INSTRUCTION:
Put every item below into a numbered list, one line per entry, and omit any blank lines.

SUPPLIED RECORDS:
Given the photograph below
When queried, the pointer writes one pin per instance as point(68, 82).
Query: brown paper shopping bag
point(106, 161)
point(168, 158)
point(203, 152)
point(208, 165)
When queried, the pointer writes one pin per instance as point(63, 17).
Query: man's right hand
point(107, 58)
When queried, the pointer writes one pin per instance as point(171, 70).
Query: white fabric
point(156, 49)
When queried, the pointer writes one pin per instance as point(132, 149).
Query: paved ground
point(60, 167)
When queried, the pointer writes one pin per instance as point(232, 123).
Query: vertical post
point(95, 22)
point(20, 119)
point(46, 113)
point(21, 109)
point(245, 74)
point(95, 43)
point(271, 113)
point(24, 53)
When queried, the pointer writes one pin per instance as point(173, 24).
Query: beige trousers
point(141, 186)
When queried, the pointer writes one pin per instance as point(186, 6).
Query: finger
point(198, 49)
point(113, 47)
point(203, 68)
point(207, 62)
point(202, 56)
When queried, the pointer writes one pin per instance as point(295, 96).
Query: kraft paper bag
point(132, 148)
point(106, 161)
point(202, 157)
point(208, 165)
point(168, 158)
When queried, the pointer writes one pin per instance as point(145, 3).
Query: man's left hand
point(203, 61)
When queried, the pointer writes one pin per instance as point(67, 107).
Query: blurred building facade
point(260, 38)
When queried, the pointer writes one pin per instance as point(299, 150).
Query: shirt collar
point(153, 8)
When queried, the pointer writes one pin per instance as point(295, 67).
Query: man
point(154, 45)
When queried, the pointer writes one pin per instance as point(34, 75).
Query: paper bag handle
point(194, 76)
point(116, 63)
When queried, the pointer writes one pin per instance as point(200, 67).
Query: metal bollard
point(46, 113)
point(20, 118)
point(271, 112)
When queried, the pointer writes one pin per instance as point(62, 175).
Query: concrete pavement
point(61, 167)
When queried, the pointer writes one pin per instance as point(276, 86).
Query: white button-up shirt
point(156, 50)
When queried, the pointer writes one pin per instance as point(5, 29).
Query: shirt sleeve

IN RESPONSE:
1. Given the photograph below
2. When queried, the pointer writes one pin per instance as point(68, 82).
3. Query: brown paper shopping bag
4. point(106, 161)
5. point(168, 158)
6. point(203, 152)
7. point(208, 165)
8. When queried, the pointer writes one pin per instance as point(63, 17).
9. Query: man's right hand
10. point(107, 58)
11. When queried, the pointer writes one pin per instance as point(171, 70).
12. Query: white fabric
13. point(156, 49)
14. When queried, the pointer writes one pin per instance as point(132, 149).
15. Query: paved ground
16. point(60, 167)
17. When queried, the pointer writes one pin per instance as point(232, 123).
18. Query: vertical post
19. point(95, 22)
20. point(20, 119)
21. point(46, 113)
22. point(21, 109)
23. point(245, 74)
24. point(95, 43)
25. point(271, 113)
26. point(24, 53)
27. When queried, the pointer writes one pin per instance as point(173, 24).
28. Query: beige trousers
29. point(141, 186)
30. When queried, the pointer writes one pin per instance as point(186, 6).
31. Query: finger
32. point(198, 49)
33. point(113, 47)
34. point(203, 68)
35. point(207, 62)
36. point(202, 56)
37. When queried, the pointer writes one pin per instance as point(295, 96).
38. Query: kraft paper bag
39. point(132, 148)
40. point(106, 161)
41. point(202, 157)
42. point(208, 165)
43. point(168, 158)
44. When queried, the pointer writes one pin per instance as point(145, 3).
45. Query: man's left hand
46. point(203, 61)
47. When queried, the pointer writes one pin per instance as point(67, 107).
48. Query: blurred building facade
49. point(260, 38)
50. When queried, the pointer writes one pin per instance as point(299, 150).
51. Query: shirt collar
52. point(153, 8)
53. When queried, the pointer writes one pin per instance as point(295, 67).
54. Query: man
55. point(154, 45)
56. When queried, the pointer writes one pin per instance as point(34, 75).
57. Query: paper bag handle
58. point(194, 76)
59. point(116, 63)
60. When queried, the pointer writes one pin per instance as point(200, 67).
61. Query: metal bollard
62. point(46, 113)
63. point(20, 118)
64. point(271, 112)
65. When queried, the pointer writes one pin per instance as point(62, 175).
66. Query: concrete pavement
67. point(61, 167)
68. When queried, the pointer writes one pin per instance as point(276, 86).
69. Query: white button-up shirt
70. point(156, 50)
71. When queried, the pointer writes one pin per instance as point(5, 29).
72. Query: shirt sleeve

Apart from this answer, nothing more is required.